━━━━━ SELECTED EXCERPT

The event would take place on Sunday, Sept 30th. EA would take care of your travel to Germany and hotel of course, and the event would be a full day at the Porsche driving school, followed by hands on time with *Need for Speed Most Wanted*'s single and multiplayer modes before the game hits shelves on October 30th. Here's the breakdown of activities included.

    - Hands-on never-before-seen *Need for Speed Most Wanted* gameplay
    - Porsche driving school drive-along (ride the famed Porsche track driven by a professional race car driver)
    - Porsche off-road training (hands-on driving at the Porsche off-road course)
Not surprisingly, they had me at "Porsche." I replied back in the affirmative in whatever measure of time it is that falls between "second" and "instant," and that was before I even had a chance to Google the Porsche Driving School in Leipzig, the results of which are here. It looks like a lot of fun, although I'd be lying if I didn't say that I would prefer to do my own driving on the paved track too! And that's not to say that the off-road track doesn't look interesting; it just doesn't look fast. But hey, a chance to drive a Porsche? What's not to like??

I will spare you the suspense that I endured over the ensuing couple of days waiting to see if I would be going or not and come right out and say it: I'm going!

So, let the preparations begin. Step one was to find Leipzig on a map. Despite having been stationed in Germany for two years, I had never been to Leipzig. It turns out that there is a reason for that: the Berlin Wall blocked it off from western access a week after I was born and the wall was not knocked down until three years after I had returned from my two year tour of duty.

Step two was to address the issue of the language barrier. My German language skills have eroded to the point where all I can do is proclaim a situation of pecuniary embarrassment: "Ich habe kein geld." Oh, and I suppose I could ask for a beer in a pinch. There's no chance of re-learning the language to any kind of meaningful level at my age and with the short time available, so I decided to see if I could lean on 21st century technology. And you know what? I can! Look what you can get for $4.99 these days:

What could go wrong?

━━━━━━━━━━
━━━━━ RECORDS PROVIDED

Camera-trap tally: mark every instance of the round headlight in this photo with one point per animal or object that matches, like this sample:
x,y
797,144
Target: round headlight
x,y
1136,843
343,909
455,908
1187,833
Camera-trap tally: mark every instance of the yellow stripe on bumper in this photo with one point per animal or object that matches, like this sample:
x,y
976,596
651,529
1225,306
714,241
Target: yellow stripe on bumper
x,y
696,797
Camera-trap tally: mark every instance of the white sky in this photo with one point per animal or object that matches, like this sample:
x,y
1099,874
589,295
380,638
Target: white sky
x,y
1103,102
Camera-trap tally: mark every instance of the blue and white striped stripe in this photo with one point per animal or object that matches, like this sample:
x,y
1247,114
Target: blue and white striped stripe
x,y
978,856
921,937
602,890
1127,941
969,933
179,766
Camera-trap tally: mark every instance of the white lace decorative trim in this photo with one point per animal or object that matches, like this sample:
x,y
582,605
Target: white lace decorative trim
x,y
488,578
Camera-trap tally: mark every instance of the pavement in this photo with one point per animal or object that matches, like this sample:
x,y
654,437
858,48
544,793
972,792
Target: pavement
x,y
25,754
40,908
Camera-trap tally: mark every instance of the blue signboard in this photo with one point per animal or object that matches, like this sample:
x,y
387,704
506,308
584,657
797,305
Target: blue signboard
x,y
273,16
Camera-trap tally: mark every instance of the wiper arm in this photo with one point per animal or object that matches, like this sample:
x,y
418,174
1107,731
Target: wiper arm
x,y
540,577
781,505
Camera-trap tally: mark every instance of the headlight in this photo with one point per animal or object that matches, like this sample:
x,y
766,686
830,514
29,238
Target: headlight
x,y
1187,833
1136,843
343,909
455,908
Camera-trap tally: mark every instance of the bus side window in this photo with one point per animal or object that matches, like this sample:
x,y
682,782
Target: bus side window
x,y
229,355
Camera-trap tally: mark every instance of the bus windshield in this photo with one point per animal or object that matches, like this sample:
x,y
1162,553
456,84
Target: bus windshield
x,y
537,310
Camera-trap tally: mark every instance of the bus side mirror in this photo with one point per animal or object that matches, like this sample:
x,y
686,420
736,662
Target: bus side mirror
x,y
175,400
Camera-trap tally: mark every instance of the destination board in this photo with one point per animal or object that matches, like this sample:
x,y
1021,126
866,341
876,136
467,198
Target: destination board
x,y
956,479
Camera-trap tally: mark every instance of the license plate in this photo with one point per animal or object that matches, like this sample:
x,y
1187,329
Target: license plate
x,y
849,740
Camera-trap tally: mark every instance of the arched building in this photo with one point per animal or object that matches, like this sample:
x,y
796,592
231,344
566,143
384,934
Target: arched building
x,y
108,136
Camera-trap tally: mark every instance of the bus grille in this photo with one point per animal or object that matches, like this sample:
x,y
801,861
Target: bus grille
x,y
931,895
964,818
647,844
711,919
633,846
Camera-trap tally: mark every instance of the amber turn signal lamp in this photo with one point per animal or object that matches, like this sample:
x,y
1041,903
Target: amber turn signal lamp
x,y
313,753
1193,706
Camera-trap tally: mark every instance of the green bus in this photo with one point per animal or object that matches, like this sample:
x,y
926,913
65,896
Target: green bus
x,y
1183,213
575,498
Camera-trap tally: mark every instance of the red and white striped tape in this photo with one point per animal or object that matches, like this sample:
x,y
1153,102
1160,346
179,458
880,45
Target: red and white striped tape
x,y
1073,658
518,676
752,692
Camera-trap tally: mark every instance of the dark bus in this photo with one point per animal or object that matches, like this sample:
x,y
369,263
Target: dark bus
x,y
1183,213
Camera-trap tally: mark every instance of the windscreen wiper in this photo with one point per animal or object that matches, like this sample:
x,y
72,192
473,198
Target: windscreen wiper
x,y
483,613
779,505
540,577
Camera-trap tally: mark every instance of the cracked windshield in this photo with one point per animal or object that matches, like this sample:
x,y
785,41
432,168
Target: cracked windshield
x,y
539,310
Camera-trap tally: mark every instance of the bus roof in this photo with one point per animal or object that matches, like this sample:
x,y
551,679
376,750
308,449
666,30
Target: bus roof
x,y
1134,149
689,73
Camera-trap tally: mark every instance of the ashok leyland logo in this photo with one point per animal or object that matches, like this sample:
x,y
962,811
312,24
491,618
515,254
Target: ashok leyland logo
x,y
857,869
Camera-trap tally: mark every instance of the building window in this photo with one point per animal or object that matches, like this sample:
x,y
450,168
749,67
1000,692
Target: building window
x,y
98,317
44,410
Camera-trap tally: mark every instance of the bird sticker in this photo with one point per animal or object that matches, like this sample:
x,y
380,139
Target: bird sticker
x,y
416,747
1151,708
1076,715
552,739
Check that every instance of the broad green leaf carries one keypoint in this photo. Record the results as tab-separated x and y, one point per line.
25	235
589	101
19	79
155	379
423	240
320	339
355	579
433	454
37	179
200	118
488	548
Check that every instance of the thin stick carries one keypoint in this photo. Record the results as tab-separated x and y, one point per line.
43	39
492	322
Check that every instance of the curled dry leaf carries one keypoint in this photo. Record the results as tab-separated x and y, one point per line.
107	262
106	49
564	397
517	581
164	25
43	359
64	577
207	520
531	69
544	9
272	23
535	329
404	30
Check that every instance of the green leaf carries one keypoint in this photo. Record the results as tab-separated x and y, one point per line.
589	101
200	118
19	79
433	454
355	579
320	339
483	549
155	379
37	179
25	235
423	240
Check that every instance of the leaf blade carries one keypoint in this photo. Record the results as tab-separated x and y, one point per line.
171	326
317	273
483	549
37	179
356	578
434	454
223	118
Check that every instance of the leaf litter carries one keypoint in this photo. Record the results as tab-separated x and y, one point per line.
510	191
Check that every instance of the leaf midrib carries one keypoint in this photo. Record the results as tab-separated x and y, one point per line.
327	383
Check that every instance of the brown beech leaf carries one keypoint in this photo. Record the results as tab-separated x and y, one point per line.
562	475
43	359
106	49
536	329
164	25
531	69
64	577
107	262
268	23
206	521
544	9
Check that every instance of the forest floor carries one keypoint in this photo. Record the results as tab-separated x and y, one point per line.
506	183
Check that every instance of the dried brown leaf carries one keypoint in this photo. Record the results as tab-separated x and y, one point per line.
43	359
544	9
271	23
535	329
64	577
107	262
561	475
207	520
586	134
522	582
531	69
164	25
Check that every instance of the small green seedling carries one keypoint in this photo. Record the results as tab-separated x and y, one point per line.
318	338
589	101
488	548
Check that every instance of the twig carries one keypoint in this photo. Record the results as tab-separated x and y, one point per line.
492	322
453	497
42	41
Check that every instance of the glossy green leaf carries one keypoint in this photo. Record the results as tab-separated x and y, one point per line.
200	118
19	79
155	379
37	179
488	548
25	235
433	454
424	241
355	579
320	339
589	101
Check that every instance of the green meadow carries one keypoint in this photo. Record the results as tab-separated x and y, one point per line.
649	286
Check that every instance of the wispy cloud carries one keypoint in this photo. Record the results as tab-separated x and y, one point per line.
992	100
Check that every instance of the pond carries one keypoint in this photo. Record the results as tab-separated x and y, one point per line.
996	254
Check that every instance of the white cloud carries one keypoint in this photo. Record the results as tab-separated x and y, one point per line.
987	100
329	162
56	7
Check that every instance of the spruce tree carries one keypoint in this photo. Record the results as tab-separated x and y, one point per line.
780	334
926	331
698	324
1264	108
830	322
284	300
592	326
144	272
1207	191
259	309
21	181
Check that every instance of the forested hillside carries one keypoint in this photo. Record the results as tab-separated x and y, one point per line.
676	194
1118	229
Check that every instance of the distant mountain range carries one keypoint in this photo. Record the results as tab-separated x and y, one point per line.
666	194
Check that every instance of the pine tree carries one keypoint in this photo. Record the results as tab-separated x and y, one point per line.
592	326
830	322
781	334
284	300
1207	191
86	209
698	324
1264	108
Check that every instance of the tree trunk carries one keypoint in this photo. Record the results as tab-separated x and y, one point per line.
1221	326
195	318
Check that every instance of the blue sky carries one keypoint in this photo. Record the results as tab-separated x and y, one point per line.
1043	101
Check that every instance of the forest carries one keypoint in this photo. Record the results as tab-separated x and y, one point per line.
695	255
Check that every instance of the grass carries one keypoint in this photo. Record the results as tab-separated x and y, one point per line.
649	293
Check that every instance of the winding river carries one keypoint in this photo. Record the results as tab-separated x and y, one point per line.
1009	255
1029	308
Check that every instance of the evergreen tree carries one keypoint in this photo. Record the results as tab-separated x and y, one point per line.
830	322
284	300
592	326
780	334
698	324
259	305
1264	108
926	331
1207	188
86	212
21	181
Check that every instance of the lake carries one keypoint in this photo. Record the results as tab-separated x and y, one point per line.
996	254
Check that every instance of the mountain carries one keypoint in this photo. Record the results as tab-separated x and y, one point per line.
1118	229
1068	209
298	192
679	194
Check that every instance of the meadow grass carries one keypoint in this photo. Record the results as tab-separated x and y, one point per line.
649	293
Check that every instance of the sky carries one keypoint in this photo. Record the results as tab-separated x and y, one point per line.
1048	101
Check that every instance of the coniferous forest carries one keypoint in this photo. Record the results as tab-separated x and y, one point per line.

━━━━━━━━━━

### EXERCISE TASKS
1. From the Porsche event post, transcribe the passage starting with "The event would take" and going on through "race car driver)".
2. According to the Porsche event post, on what date does *Need for Speed Most Wanted* hit shelves?
3. In one to three sentences, explain why the writer of the Porsche event post had never been to Leipzig despite being stationed in Germany for two years.

### ANSWERS BY TASK
1.
The event would take place on Sunday, Sept 30th. EA would take care of your travel to Germany and hotel of course, and the event would be a full day at the Porsche driving school, followed by hands on time with *Need for Speed Most Wanted*'s single and multiplayer modes before the game hits shelves on October 30th. Here's the breakdown of activities included.

    - Hands-on never-before-seen *Need for Speed Most Wanted* gameplay
    - Porsche driving school drive-along (ride the famed Porsche track driven by a professional race car driver)

2. October 30th.

3. The Berlin Wall cut Leipzig off from western access a week after the writer was born. The wall wasn't knocked down until three years after the writer came back from the two-year tour of duty.